- TEXT ZUR PRÜFUNG -

Die Ausübung des Wahlrechts zur Einkommensteuerveranlagung stellt auch im Insolvenzfall nicht zwangsläufig einen Gestaltungsmissbrauch dar. Dies hat der 6. Senat des Finanzgerichts Münster entschieden. Die Richter begründeten ihr Urteil (Az.: 6 K 3016/10 E) damit, dass das Wahlrecht von Ehegatten auf Zusammenveranlagung oder getrennte Veranlagung unbefristet und ohne Bindung an die gewählte Lohnsteuerklasse ausgeübt werden kann.
Wird erstmals eine getrennte Veranlagung nach der Eröffnung des Insolvenzverfahrens über das Vermögen eines Ehegatten gewählt, obwohl die Lohnversteuerung 20 Jahre lang anhand der Lohnsteuerklassenkombination III/V erfolgte, ist jedenfalls dann nicht von einem Missbrauch dieser Gestaltungsfreiheit auszugehen, wenn zum Zeitpunkt der Wahl der Lohnsteuerklassen die Insolvenz des Ehegatten noch nicht absehbar war. Das Recht von Eheleuten, die getrennte Veranlagung zu wählen, sei gesetzlich nicht beschränkt, so das Gericht. Bei der Wahl der Lohnsteuerklassenkombination III und V könne man zwar von einer Zusammenveranlagung ausgehen, eine getrennte Veranlagung sei aber nicht auszuschließen – und nicht ausgeschlossen.

- ARBEITSAUFTRÄGE -
1. Übersetzen Sie diesen Satz aus dem Text über das Veranlagungswahlrecht im Insolvenzfall ins Englische: „Das Recht von Eheleuten, die getrennte Veranlagung zu wählen, sei gesetzlich nicht beschränkt, so das Gericht.“
2. Geben Sie aus dem Text über das Veranlagungswahlrecht alles von „Wird erstmals eine“ bis hinunter zu „und nicht ausgeschlossen.“ wortgetreu wieder.
3. Führen Sie den Text über das Veranlagungswahlrecht von Ehegatten im Insolvenzfall im Anschluss an seinen letzten Satz weiter.
Das anschließende Material hat mit dem Text nichts zu tun.

- GEGEBENE DATEN -
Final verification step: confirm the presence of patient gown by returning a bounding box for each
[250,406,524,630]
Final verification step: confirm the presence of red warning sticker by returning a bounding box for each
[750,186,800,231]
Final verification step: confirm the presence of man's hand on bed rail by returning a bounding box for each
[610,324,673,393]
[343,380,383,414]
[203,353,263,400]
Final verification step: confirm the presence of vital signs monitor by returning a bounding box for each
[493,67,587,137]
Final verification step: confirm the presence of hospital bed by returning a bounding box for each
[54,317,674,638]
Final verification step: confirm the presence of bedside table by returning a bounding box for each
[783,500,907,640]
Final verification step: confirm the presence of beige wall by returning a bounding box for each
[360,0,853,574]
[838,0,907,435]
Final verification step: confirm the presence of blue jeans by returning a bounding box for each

- GELÖSTE AUFGABEN -
1. The right of married couples to choose separate assessment is not restricted by law, according to the court.

2.
Wird erstmals eine getrennte Veranlagung nach der Eröffnung des Insolvenzverfahrens über das Vermögen eines Ehegatten gewählt, obwohl die Lohnversteuerung 20 Jahre lang anhand der Lohnsteuerklassenkombination III/V erfolgte, ist jedenfalls dann nicht von einem Missbrauch dieser Gestaltungsfreiheit auszugehen, wenn zum Zeitpunkt der Wahl der Lohnsteuerklassen die Insolvenz des Ehegatten noch nicht absehbar war. Das Recht von Eheleuten, die getrennte Veranlagung zu wählen, sei gesetzlich nicht beschränkt, so das Gericht. Bei der Wahl der Lohnsteuerklassenkombination III und V könne man zwar von einer Zusammenveranlagung ausgehen, eine getrennte Veranlagung sei aber nicht auszuschließen – und nicht ausgeschlossen.

3.
Ein Gestaltungsmissbrauch könne nur dann angenommen werden, wenn Wahlrechte aufgrund eines Gesamtplans mehrfach in sich widersprechender Weise ausgeübt würden. Ein solches Vorgehen könne jedoch im verhandelten Fall nicht festgestellt werden. Vielmehr stelle die Trennung der Vermögensverhältnisse der Ehefrau von denjenigen ihres insolventen Ehemannes einen außersteuerlichen Grund für die Wahl der getrennten Veranlagung dar.